◆ About this task
Write the records out once more, exactly as they appear below.

◆ Supplied data
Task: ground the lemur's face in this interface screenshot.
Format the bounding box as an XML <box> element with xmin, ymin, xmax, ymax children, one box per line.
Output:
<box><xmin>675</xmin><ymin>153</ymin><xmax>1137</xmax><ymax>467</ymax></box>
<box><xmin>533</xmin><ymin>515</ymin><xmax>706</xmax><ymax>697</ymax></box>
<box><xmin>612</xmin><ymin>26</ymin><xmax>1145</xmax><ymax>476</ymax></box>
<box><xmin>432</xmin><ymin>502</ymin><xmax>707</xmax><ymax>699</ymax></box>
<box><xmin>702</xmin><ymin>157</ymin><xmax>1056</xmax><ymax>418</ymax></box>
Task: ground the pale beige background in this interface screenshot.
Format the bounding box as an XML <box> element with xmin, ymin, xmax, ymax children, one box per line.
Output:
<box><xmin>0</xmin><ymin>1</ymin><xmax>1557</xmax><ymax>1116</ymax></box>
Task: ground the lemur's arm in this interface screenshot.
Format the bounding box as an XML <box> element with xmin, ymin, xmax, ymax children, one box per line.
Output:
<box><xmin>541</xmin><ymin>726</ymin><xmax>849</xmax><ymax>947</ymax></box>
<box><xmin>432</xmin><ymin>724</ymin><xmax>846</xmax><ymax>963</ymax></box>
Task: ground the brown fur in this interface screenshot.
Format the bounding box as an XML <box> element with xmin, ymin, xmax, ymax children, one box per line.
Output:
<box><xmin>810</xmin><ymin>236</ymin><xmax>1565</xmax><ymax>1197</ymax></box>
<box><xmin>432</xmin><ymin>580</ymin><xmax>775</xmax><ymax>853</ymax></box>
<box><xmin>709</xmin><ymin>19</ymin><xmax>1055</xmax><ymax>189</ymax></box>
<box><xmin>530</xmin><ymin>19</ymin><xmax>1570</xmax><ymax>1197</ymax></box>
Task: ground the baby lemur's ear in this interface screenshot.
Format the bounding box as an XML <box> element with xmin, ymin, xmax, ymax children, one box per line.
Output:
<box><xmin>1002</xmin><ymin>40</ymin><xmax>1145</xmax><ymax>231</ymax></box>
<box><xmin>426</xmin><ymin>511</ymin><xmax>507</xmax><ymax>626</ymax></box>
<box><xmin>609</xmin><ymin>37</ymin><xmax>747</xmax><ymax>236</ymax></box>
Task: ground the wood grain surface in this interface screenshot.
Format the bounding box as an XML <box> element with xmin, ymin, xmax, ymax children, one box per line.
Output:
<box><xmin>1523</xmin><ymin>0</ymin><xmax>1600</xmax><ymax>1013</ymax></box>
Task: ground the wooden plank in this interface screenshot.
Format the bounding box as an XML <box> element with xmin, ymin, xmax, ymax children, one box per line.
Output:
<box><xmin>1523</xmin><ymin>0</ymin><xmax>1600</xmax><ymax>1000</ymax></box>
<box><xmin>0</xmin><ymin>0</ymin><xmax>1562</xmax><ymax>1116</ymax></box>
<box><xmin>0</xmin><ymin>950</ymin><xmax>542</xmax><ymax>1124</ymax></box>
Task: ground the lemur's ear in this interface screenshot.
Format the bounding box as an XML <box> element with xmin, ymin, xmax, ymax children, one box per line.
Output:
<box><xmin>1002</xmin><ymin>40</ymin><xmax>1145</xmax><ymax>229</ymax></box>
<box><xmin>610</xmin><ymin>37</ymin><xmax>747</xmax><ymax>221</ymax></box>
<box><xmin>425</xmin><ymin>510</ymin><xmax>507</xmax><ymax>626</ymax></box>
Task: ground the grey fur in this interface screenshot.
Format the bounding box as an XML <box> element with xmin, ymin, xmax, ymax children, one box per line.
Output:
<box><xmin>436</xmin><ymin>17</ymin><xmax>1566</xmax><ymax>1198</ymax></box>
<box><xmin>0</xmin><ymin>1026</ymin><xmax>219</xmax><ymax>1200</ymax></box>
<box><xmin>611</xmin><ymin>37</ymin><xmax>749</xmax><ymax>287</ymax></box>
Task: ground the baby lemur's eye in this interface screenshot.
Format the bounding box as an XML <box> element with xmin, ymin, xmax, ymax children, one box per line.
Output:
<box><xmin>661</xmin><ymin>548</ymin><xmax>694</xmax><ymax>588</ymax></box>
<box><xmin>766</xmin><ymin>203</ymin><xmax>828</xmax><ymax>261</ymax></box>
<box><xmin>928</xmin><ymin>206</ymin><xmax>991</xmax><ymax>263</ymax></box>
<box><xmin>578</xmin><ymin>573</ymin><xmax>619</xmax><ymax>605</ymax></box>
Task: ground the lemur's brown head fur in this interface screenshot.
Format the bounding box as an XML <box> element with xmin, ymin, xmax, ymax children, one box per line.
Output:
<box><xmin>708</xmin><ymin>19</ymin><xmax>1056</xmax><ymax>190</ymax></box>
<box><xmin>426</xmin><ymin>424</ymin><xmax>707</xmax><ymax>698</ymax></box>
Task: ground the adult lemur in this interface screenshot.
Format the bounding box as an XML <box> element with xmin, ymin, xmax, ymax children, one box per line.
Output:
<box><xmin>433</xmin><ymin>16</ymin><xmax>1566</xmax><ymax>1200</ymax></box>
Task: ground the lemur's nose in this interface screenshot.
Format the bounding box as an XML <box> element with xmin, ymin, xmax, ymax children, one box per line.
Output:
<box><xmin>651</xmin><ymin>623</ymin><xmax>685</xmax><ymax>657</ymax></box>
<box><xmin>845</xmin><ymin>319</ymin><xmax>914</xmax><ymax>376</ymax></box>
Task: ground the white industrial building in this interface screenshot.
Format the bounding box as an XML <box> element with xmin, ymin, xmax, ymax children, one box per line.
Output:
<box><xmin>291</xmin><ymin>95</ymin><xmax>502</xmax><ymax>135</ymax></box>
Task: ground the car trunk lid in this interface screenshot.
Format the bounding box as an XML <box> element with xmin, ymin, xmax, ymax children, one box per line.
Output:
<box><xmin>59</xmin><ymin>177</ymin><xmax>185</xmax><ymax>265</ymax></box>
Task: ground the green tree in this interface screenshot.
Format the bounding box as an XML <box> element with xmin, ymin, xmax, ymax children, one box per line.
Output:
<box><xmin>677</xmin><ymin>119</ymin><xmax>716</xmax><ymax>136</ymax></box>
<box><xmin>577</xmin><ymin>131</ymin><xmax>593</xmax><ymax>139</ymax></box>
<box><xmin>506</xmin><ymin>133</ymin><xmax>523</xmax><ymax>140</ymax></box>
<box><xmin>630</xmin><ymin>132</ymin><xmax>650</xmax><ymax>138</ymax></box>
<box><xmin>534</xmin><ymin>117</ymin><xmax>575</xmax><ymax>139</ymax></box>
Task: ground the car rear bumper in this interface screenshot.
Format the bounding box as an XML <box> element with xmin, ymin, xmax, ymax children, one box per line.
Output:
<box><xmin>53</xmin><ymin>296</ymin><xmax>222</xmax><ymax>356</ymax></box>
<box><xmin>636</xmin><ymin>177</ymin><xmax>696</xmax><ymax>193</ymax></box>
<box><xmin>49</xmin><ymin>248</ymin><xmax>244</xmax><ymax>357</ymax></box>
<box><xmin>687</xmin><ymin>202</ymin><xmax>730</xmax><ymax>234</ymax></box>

◆ Problem solution
Task: ground the lemur's face in this interface screenshot.
Format the bounding box as an XML <box> element with xmin, ymin, xmax, ymax children, one box per line.
Output:
<box><xmin>675</xmin><ymin>153</ymin><xmax>1137</xmax><ymax>467</ymax></box>
<box><xmin>533</xmin><ymin>515</ymin><xmax>706</xmax><ymax>697</ymax></box>
<box><xmin>612</xmin><ymin>26</ymin><xmax>1145</xmax><ymax>476</ymax></box>
<box><xmin>432</xmin><ymin>502</ymin><xmax>707</xmax><ymax>699</ymax></box>
<box><xmin>702</xmin><ymin>157</ymin><xmax>1056</xmax><ymax>418</ymax></box>
Task: ground the pale beige background in this interface screenshot.
Format the bounding box as an XML <box> element with xmin, ymin, xmax, ymax children, one box per line.
Output:
<box><xmin>0</xmin><ymin>1</ymin><xmax>1557</xmax><ymax>1116</ymax></box>
Task: ground the lemur's arm in this interface screenshot.
Format the bounding box as an XML <box> element with xmin, ymin, xmax, ymax children, one box per line.
Output:
<box><xmin>541</xmin><ymin>726</ymin><xmax>849</xmax><ymax>947</ymax></box>
<box><xmin>432</xmin><ymin>724</ymin><xmax>846</xmax><ymax>963</ymax></box>
Task: ground the brown fur in this interface screenshot.
Format the bounding box as an XML <box> element with xmin, ymin, xmax, ymax children, one box per line.
Output:
<box><xmin>810</xmin><ymin>236</ymin><xmax>1565</xmax><ymax>1197</ymax></box>
<box><xmin>432</xmin><ymin>580</ymin><xmax>775</xmax><ymax>853</ymax></box>
<box><xmin>709</xmin><ymin>19</ymin><xmax>1055</xmax><ymax>189</ymax></box>
<box><xmin>530</xmin><ymin>19</ymin><xmax>1570</xmax><ymax>1197</ymax></box>
Task: ground the baby lemur's ear in this interface screenshot.
Format the bounding box as an XML <box> element with xmin, ymin, xmax, ymax children, one box per line.
Output:
<box><xmin>1002</xmin><ymin>40</ymin><xmax>1145</xmax><ymax>231</ymax></box>
<box><xmin>426</xmin><ymin>511</ymin><xmax>507</xmax><ymax>626</ymax></box>
<box><xmin>609</xmin><ymin>37</ymin><xmax>747</xmax><ymax>236</ymax></box>
Task: ground the wood grain surface in this interface screenshot.
Format the bounding box as an XML <box> element with xmin, ymin, xmax, ymax children, one box per line.
Output:
<box><xmin>1523</xmin><ymin>0</ymin><xmax>1600</xmax><ymax>1013</ymax></box>
Task: ground the wooden plank in this interface screenshot.
Format the bounding box as an XML <box> element with xmin, ymin, xmax, ymax children, one box per line.
Output:
<box><xmin>1523</xmin><ymin>0</ymin><xmax>1600</xmax><ymax>1000</ymax></box>
<box><xmin>0</xmin><ymin>0</ymin><xmax>1562</xmax><ymax>1116</ymax></box>
<box><xmin>0</xmin><ymin>950</ymin><xmax>542</xmax><ymax>1124</ymax></box>
Task: ground the lemur's ear in this interface screenshot.
Format the bounding box as an XML <box> element with xmin, ymin, xmax, ymax children, one box per line.
Output:
<box><xmin>1002</xmin><ymin>40</ymin><xmax>1145</xmax><ymax>229</ymax></box>
<box><xmin>610</xmin><ymin>37</ymin><xmax>747</xmax><ymax>221</ymax></box>
<box><xmin>425</xmin><ymin>510</ymin><xmax>507</xmax><ymax>626</ymax></box>
Task: ground the grey fur in this interface screenshot.
Format the bounding box as an XML <box> element with xmin, ymin, xmax, ymax children, one box per line.
Output:
<box><xmin>436</xmin><ymin>17</ymin><xmax>1566</xmax><ymax>1198</ymax></box>
<box><xmin>0</xmin><ymin>1026</ymin><xmax>219</xmax><ymax>1200</ymax></box>
<box><xmin>611</xmin><ymin>37</ymin><xmax>749</xmax><ymax>287</ymax></box>
Task: ground the baby lemur's eye in this interface screenshot.
Format the bounding box as an XML <box> element with xmin, ymin, xmax, ymax children, one box per line.
Output:
<box><xmin>661</xmin><ymin>548</ymin><xmax>694</xmax><ymax>588</ymax></box>
<box><xmin>766</xmin><ymin>203</ymin><xmax>828</xmax><ymax>261</ymax></box>
<box><xmin>928</xmin><ymin>206</ymin><xmax>991</xmax><ymax>263</ymax></box>
<box><xmin>578</xmin><ymin>573</ymin><xmax>619</xmax><ymax>605</ymax></box>
Task: ground the lemur's brown head fur in this interface screenshot.
Format the bounding box as an XML <box> element with xmin, ymin, xmax, ymax children, one box per line.
Output:
<box><xmin>708</xmin><ymin>19</ymin><xmax>1056</xmax><ymax>190</ymax></box>
<box><xmin>426</xmin><ymin>424</ymin><xmax>707</xmax><ymax>698</ymax></box>
Task: ground the adult lemur in this interface screenshot.
Format the bounding box as an XML <box> element with xmin, ymin, xmax, ymax children, one box per line.
Output:
<box><xmin>433</xmin><ymin>16</ymin><xmax>1566</xmax><ymax>1200</ymax></box>
Task: ground the lemur's nose in this interface screenshot.
Format the bounding box as an XML <box> element with xmin, ymin, xmax, ymax children, one box per line.
Output:
<box><xmin>651</xmin><ymin>623</ymin><xmax>685</xmax><ymax>657</ymax></box>
<box><xmin>845</xmin><ymin>319</ymin><xmax>914</xmax><ymax>376</ymax></box>
Task: ground the white industrial building in this interface screenshot.
Format the bounding box as an XML <box> element with xmin, ymin, xmax, ymax children, one box per line.
Output:
<box><xmin>291</xmin><ymin>95</ymin><xmax>502</xmax><ymax>135</ymax></box>
Task: ground the car trunk lid in this interface screenshot.
Format the bounding box as an XML <box> element with xmin, ymin, xmax, ymax children, one box per line.
Output:
<box><xmin>59</xmin><ymin>177</ymin><xmax>185</xmax><ymax>265</ymax></box>
Task: ground the green tree in this interface screenshot.
Format the bounding box as an XML <box> element with xmin, ymin, xmax, ymax children, one box per line.
Output:
<box><xmin>677</xmin><ymin>119</ymin><xmax>716</xmax><ymax>136</ymax></box>
<box><xmin>577</xmin><ymin>131</ymin><xmax>593</xmax><ymax>139</ymax></box>
<box><xmin>506</xmin><ymin>133</ymin><xmax>523</xmax><ymax>140</ymax></box>
<box><xmin>630</xmin><ymin>132</ymin><xmax>650</xmax><ymax>138</ymax></box>
<box><xmin>534</xmin><ymin>117</ymin><xmax>575</xmax><ymax>139</ymax></box>
Task: ground the car rear bumper in this interface screenshot.
Format the bounding box as an XML <box> element with xmin, ymin, xmax, ymax children, one box per line.
Output:
<box><xmin>53</xmin><ymin>296</ymin><xmax>222</xmax><ymax>356</ymax></box>
<box><xmin>636</xmin><ymin>177</ymin><xmax>696</xmax><ymax>193</ymax></box>
<box><xmin>49</xmin><ymin>248</ymin><xmax>244</xmax><ymax>357</ymax></box>
<box><xmin>687</xmin><ymin>202</ymin><xmax>730</xmax><ymax>234</ymax></box>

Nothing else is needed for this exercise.